===== EXCERPT TO READ =====

Monday, February 1, 2016

Catching Fire Book Review


Catching Fire

            Catching Fire by Suzanne Collins is the second book of the Hunger Games trilogy. Catching Fire is about a now 17 year old Katniss Everdeen whose living back in her home district, District 12, in Panem with her love interest, Peeta Mellark, and they have to find a way to win yet another Hunger Games without either of them dying. Traditionally, once someone wins the Hunger Games, they don’t have to worry about being chosen again because they already went through it. However, this year is the 75th Hunger Games, which means it’s a Quarter Quell. Every 25 years, Panem has a Quarter Quell and the rules change for just that year of the Hunger Games. This year, the president of the country, President Snow, decided that only people who already won the Hunger Games can be chosen to go back to the games and risk their lives all over again to fight to the death. There are only 3 winners of the Hunger Games from District 12; Katniss, Peeta, and Haymitch Abernathy, winner of the 50th Hunger Games and mentor to Katniss and Peeta during the 74th Hunger Games. This means that Katniss is definitely going back to the Hunger Games and either Peeta or Haymitch are going with her. Peeta ended up being the one to go back with her and together, they have to suffer through the same pain they did just a year ago but with other previous winners in a different secluded area controlled by the government. This time, they don’t know if it’s possible for both of them to make it out of the Hunger Games alive.

===== DATA EXCERPTS =====

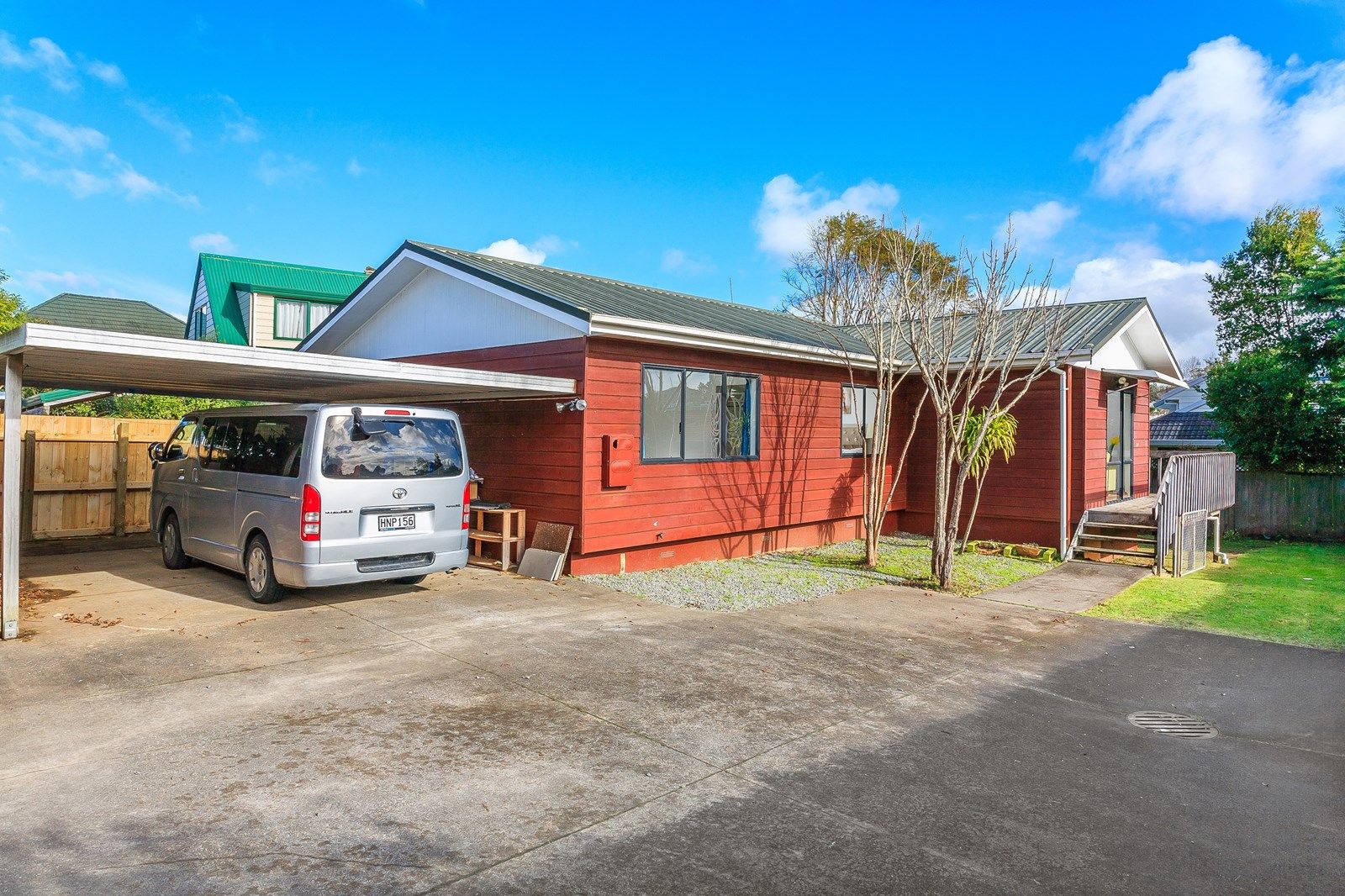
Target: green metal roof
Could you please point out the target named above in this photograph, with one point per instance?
(1087, 323)
(226, 275)
(103, 313)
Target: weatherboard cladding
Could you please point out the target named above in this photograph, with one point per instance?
(1086, 324)
(225, 275)
(103, 313)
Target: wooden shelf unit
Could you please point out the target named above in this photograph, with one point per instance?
(508, 532)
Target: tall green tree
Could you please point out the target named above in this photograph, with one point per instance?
(1279, 410)
(1255, 293)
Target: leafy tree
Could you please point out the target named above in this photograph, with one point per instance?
(1254, 295)
(1281, 410)
(852, 249)
(1321, 296)
(143, 407)
(13, 311)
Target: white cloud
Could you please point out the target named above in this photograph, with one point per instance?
(1176, 289)
(677, 261)
(212, 242)
(789, 210)
(239, 125)
(107, 73)
(30, 129)
(55, 282)
(42, 57)
(76, 158)
(40, 286)
(515, 250)
(165, 121)
(1230, 134)
(276, 167)
(1037, 226)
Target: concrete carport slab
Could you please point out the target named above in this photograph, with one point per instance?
(490, 734)
(67, 356)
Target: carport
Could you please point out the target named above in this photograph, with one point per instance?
(66, 356)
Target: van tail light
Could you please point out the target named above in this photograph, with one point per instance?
(311, 515)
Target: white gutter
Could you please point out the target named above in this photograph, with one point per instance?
(1064, 458)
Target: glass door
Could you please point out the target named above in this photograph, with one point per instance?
(1121, 443)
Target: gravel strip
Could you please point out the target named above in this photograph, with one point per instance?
(784, 577)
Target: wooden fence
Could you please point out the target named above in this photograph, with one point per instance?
(1289, 506)
(87, 475)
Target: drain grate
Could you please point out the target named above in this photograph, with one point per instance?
(1172, 724)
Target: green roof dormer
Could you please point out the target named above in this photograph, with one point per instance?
(217, 311)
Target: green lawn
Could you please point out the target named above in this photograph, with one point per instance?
(804, 575)
(1291, 593)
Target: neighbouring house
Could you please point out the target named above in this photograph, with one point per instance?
(96, 313)
(715, 430)
(1181, 421)
(104, 313)
(269, 304)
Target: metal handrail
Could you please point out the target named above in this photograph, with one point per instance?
(1195, 481)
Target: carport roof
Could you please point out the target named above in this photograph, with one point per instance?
(67, 356)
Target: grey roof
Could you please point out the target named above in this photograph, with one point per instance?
(1183, 427)
(1185, 398)
(585, 295)
(104, 313)
(1087, 323)
(1086, 326)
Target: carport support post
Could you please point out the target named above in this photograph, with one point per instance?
(11, 497)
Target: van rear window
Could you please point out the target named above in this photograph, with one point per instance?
(412, 448)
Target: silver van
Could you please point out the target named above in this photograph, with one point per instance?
(303, 495)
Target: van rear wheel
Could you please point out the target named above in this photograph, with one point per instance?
(170, 540)
(260, 572)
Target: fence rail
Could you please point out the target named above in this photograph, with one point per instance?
(1197, 481)
(87, 475)
(1284, 505)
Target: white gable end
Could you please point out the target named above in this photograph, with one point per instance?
(437, 313)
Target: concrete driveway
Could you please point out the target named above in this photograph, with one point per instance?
(488, 734)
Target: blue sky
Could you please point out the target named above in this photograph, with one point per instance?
(681, 145)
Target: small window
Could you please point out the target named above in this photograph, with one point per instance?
(219, 444)
(296, 318)
(179, 443)
(858, 419)
(699, 414)
(271, 445)
(291, 319)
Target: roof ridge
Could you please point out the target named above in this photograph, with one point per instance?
(280, 264)
(609, 280)
(686, 295)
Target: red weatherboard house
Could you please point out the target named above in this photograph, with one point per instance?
(713, 430)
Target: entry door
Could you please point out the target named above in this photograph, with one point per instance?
(213, 494)
(1121, 443)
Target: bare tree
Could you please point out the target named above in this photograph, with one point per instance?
(981, 346)
(853, 282)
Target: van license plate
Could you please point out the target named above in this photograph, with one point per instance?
(393, 524)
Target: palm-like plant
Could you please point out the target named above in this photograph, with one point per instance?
(1001, 436)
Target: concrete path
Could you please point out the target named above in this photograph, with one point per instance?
(488, 734)
(1073, 587)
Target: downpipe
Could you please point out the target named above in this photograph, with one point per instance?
(1064, 458)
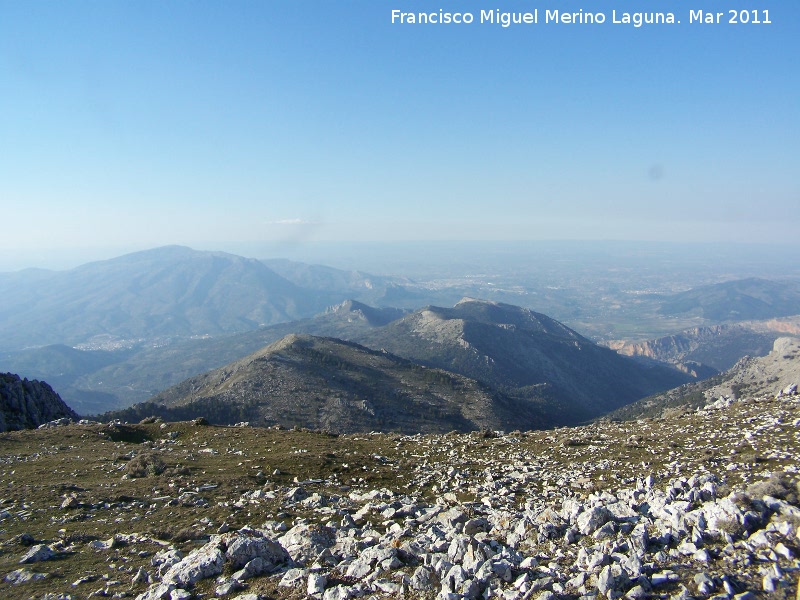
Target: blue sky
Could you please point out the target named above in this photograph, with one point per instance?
(127, 125)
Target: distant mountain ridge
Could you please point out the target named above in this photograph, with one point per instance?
(749, 377)
(326, 383)
(493, 364)
(718, 346)
(740, 300)
(160, 293)
(525, 354)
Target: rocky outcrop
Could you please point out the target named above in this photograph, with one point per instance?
(27, 404)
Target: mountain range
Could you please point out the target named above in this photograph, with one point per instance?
(478, 364)
(153, 296)
(751, 376)
(338, 386)
(114, 333)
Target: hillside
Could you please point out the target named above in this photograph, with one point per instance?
(703, 504)
(325, 383)
(27, 404)
(718, 347)
(751, 376)
(738, 300)
(524, 353)
(160, 293)
(96, 381)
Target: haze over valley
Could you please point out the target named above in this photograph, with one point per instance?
(113, 333)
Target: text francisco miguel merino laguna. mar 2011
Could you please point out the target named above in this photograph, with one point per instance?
(559, 17)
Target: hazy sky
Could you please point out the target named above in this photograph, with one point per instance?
(138, 123)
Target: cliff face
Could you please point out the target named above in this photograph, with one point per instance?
(27, 404)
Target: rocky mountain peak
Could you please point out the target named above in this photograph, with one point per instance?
(27, 404)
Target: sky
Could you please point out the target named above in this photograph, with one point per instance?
(131, 124)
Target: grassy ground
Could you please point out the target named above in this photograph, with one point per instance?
(178, 483)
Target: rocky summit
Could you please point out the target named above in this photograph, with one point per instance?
(26, 404)
(703, 504)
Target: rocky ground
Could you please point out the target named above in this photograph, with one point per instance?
(703, 504)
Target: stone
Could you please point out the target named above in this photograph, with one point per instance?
(37, 553)
(316, 584)
(23, 576)
(202, 563)
(590, 521)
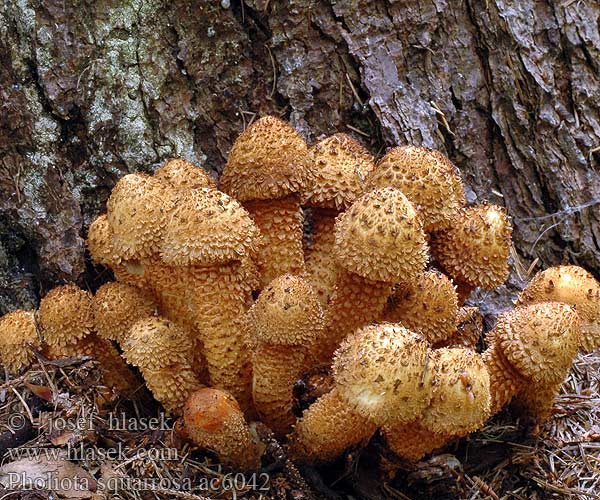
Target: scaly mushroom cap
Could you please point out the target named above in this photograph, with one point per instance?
(571, 285)
(207, 227)
(427, 178)
(269, 160)
(137, 211)
(430, 305)
(213, 419)
(117, 306)
(475, 248)
(183, 175)
(340, 166)
(461, 392)
(381, 238)
(539, 340)
(382, 372)
(100, 243)
(66, 315)
(18, 331)
(286, 313)
(155, 343)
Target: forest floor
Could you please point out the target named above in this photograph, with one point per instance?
(61, 430)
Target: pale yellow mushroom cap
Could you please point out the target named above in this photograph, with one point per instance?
(207, 227)
(476, 247)
(137, 211)
(539, 340)
(380, 237)
(429, 305)
(461, 392)
(340, 166)
(66, 315)
(155, 343)
(382, 372)
(269, 160)
(18, 331)
(571, 285)
(100, 243)
(287, 312)
(117, 306)
(427, 178)
(184, 175)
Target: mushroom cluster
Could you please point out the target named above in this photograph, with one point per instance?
(223, 302)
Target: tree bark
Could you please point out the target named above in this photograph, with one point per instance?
(92, 90)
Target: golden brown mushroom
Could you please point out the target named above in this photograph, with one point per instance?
(163, 352)
(379, 242)
(340, 165)
(381, 378)
(117, 306)
(213, 420)
(184, 175)
(428, 305)
(531, 349)
(475, 248)
(66, 320)
(428, 179)
(18, 334)
(460, 404)
(571, 285)
(267, 169)
(285, 320)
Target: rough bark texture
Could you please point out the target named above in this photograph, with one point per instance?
(93, 90)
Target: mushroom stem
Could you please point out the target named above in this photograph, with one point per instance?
(355, 302)
(327, 428)
(281, 225)
(321, 266)
(275, 371)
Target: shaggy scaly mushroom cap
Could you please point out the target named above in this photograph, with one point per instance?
(183, 175)
(460, 404)
(379, 241)
(571, 285)
(66, 315)
(285, 321)
(268, 161)
(381, 377)
(18, 333)
(207, 227)
(117, 306)
(427, 178)
(531, 348)
(137, 212)
(340, 166)
(430, 305)
(475, 248)
(380, 237)
(163, 353)
(213, 420)
(267, 169)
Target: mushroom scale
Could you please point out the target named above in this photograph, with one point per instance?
(427, 178)
(380, 377)
(163, 351)
(570, 285)
(475, 248)
(18, 333)
(429, 305)
(285, 320)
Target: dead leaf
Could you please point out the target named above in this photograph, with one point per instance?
(60, 476)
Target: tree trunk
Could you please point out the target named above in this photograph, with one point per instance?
(509, 89)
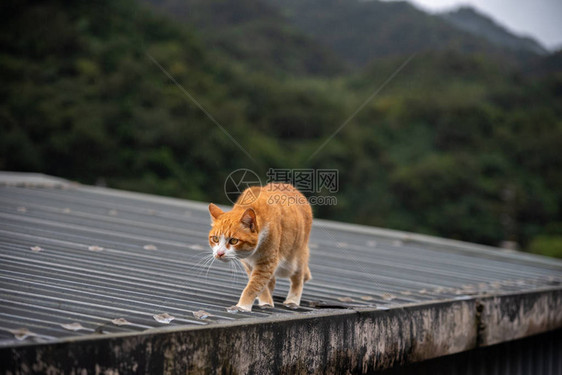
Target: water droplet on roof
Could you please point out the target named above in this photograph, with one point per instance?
(22, 333)
(201, 314)
(120, 322)
(164, 318)
(345, 299)
(72, 326)
(388, 296)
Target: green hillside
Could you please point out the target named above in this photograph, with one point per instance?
(255, 33)
(458, 145)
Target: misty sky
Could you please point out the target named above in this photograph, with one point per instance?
(541, 19)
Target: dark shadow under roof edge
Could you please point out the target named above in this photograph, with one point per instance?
(358, 341)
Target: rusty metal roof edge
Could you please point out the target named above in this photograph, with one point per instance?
(359, 340)
(323, 313)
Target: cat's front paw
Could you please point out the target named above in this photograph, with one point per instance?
(291, 305)
(235, 309)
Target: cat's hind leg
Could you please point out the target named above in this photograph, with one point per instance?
(265, 299)
(295, 291)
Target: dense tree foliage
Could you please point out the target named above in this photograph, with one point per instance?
(457, 145)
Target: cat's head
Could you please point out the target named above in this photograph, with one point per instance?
(234, 234)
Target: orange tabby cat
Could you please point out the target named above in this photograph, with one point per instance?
(268, 230)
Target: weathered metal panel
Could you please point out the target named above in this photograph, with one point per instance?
(76, 254)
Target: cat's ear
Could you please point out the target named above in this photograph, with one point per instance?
(249, 219)
(215, 212)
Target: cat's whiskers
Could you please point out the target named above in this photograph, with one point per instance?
(204, 263)
(209, 267)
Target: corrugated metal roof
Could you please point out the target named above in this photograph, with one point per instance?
(78, 254)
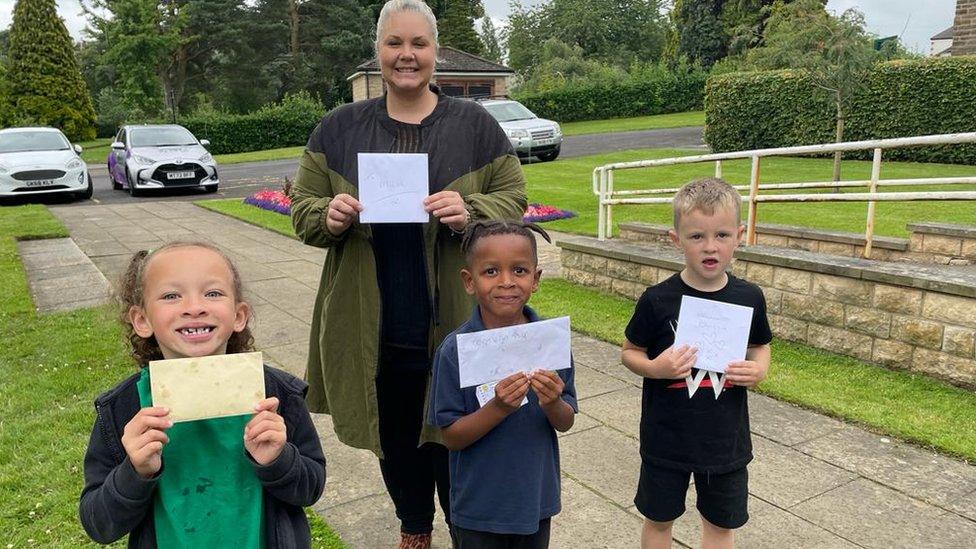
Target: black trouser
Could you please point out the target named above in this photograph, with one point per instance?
(410, 473)
(473, 539)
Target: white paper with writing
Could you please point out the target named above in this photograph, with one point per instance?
(719, 330)
(392, 187)
(493, 355)
(486, 392)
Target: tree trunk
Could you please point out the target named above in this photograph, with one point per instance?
(839, 139)
(293, 25)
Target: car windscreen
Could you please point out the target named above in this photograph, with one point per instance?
(160, 137)
(32, 141)
(507, 112)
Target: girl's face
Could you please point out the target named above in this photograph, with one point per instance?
(189, 303)
(406, 52)
(502, 275)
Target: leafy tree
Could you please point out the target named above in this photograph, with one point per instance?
(492, 40)
(43, 82)
(835, 51)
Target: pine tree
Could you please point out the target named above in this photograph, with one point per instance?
(44, 84)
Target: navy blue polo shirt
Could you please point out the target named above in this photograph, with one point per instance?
(507, 481)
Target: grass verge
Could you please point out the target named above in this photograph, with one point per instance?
(912, 407)
(567, 184)
(655, 122)
(51, 369)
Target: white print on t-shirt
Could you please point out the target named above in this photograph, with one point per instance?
(486, 392)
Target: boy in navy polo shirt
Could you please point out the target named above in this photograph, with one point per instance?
(701, 435)
(504, 456)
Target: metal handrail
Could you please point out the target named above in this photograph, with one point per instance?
(602, 180)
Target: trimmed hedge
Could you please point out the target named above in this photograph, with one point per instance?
(901, 98)
(285, 124)
(663, 93)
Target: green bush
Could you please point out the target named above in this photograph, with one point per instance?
(648, 92)
(900, 98)
(285, 124)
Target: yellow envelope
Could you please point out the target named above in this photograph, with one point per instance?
(209, 386)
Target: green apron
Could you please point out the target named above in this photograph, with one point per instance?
(208, 494)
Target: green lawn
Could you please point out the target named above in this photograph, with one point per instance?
(657, 121)
(567, 184)
(51, 369)
(911, 407)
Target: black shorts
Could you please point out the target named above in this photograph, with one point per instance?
(722, 499)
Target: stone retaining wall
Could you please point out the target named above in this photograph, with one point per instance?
(910, 317)
(936, 243)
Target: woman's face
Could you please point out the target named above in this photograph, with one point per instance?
(406, 52)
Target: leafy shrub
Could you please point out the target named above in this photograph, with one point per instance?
(900, 98)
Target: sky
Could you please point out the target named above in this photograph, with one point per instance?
(913, 20)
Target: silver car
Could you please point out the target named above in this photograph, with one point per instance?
(41, 161)
(160, 156)
(529, 134)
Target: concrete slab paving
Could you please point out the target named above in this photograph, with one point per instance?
(815, 482)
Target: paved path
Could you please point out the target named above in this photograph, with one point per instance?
(815, 482)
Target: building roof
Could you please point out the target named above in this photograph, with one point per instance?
(451, 60)
(944, 35)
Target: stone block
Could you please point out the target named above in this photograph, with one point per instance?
(757, 273)
(950, 309)
(792, 280)
(897, 299)
(785, 327)
(840, 341)
(958, 341)
(594, 263)
(774, 300)
(843, 289)
(892, 353)
(772, 240)
(940, 244)
(813, 309)
(623, 270)
(802, 244)
(916, 331)
(867, 321)
(953, 368)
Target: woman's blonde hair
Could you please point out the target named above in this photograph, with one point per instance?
(394, 7)
(130, 294)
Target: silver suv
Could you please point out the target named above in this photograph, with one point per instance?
(530, 135)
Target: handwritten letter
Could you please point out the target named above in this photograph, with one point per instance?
(492, 355)
(719, 330)
(392, 188)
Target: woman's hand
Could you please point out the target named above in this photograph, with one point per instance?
(448, 208)
(343, 209)
(265, 434)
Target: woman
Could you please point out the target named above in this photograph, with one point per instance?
(389, 293)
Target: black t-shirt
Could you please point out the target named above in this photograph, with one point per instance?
(700, 434)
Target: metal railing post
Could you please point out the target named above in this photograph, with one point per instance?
(753, 193)
(869, 226)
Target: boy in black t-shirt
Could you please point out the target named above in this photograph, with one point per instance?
(704, 435)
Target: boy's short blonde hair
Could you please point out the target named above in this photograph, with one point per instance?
(706, 195)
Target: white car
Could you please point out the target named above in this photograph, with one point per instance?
(37, 161)
(160, 156)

=====

▶ **GIVEN INSTRUCTION**
According to the book review, who won the 50th Hunger Games? The data comes from a different source than the book review.

▶ **WORKED ANSWER**
Haymitch Abernathy won the 50th Hunger Games.